• [EXERCISE INSTRUCTIONS]: Since the entries below must stay intact, return each one exactly.

### AVAILABLE DATA

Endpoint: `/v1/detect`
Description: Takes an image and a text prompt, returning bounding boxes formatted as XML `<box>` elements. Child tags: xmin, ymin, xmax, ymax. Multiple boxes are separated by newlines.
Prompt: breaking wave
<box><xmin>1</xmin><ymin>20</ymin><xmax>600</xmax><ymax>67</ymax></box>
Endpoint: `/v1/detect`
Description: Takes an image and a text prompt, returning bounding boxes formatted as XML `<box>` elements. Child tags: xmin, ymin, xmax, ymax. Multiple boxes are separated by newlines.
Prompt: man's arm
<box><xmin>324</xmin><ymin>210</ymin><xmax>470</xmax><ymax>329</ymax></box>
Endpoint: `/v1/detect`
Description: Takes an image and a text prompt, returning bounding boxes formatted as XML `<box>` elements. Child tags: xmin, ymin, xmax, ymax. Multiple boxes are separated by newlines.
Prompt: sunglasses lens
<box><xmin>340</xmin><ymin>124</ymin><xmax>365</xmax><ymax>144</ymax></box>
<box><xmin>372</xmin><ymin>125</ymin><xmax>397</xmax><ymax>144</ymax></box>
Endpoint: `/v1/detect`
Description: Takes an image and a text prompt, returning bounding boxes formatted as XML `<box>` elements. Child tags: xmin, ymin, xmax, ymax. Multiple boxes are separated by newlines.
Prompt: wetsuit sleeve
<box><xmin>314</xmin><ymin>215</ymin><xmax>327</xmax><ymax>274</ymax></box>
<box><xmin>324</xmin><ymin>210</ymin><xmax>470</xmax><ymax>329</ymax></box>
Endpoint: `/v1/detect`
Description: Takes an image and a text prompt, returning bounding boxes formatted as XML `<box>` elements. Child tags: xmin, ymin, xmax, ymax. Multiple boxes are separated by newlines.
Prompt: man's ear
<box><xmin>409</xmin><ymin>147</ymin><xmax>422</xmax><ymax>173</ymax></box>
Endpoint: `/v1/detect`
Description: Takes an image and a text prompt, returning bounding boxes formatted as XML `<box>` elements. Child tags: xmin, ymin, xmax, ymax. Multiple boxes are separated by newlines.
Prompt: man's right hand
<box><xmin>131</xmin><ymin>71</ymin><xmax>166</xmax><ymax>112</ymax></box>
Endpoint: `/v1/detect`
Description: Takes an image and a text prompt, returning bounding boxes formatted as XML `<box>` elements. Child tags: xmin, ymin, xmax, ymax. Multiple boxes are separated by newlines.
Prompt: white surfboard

######

• [THE COMPLETED TASK]:
Endpoint: `/v1/detect`
Description: Takes an image and a text prompt, returning bounding boxes formatted as XML `<box>` elements. Child tags: xmin, ymin, xmax, ymax. Multiple boxes are separated by newlines.
Prompt: breaking wave
<box><xmin>1</xmin><ymin>20</ymin><xmax>600</xmax><ymax>67</ymax></box>
Endpoint: `/v1/detect`
Description: Takes an image and a text prompt, returning bounding boxes formatted as XML `<box>` elements. Child tags: xmin, ymin, xmax, ymax. Multiple boxes are separated by newlines.
Prompt: man's arm
<box><xmin>324</xmin><ymin>210</ymin><xmax>470</xmax><ymax>329</ymax></box>
Endpoint: `/v1/detect`
Description: Takes an image and a text prompt, returning bounding boxes formatted as XML `<box>` elements. Child tags: xmin, ymin, xmax, ymax. Multiple boxes are separated by newlines.
Prompt: sunglasses lens
<box><xmin>340</xmin><ymin>124</ymin><xmax>365</xmax><ymax>144</ymax></box>
<box><xmin>372</xmin><ymin>125</ymin><xmax>397</xmax><ymax>144</ymax></box>
Endpoint: `/v1/detect`
Description: Takes an image and a text prompt, returning bounding boxes formatted as XML `<box>` elements. Child tags: xmin, ymin, xmax, ymax. Multiple boxes are separated by newlines.
Prompt: wetsuit sleeve
<box><xmin>314</xmin><ymin>215</ymin><xmax>327</xmax><ymax>274</ymax></box>
<box><xmin>324</xmin><ymin>210</ymin><xmax>470</xmax><ymax>329</ymax></box>
Endpoint: `/v1/detect`
Description: Takes an image and a text prompt, returning bounding boxes formatted as XML `<box>` elements. Child tags: xmin, ymin, xmax, ymax. Multiple boxes are separated by newlines.
Prompt: man's ear
<box><xmin>409</xmin><ymin>147</ymin><xmax>422</xmax><ymax>173</ymax></box>
Endpoint: `/v1/detect`
Description: Takes an image and a text prompt, returning bounding boxes formatted as XML `<box>` elements. Child tags: xmin, ymin, xmax, ymax. Multiple boxes are separated by newlines.
Prompt: man's right hand
<box><xmin>131</xmin><ymin>71</ymin><xmax>166</xmax><ymax>112</ymax></box>
Endpoint: `/v1/detect`
Description: Takes an image and a text prompt, returning bounding boxes formatted as XML `<box>` elements. Child tags: xmin, ymin, xmax, ymax. Multiple boxes are separated by newlines.
Prompt: white surfboard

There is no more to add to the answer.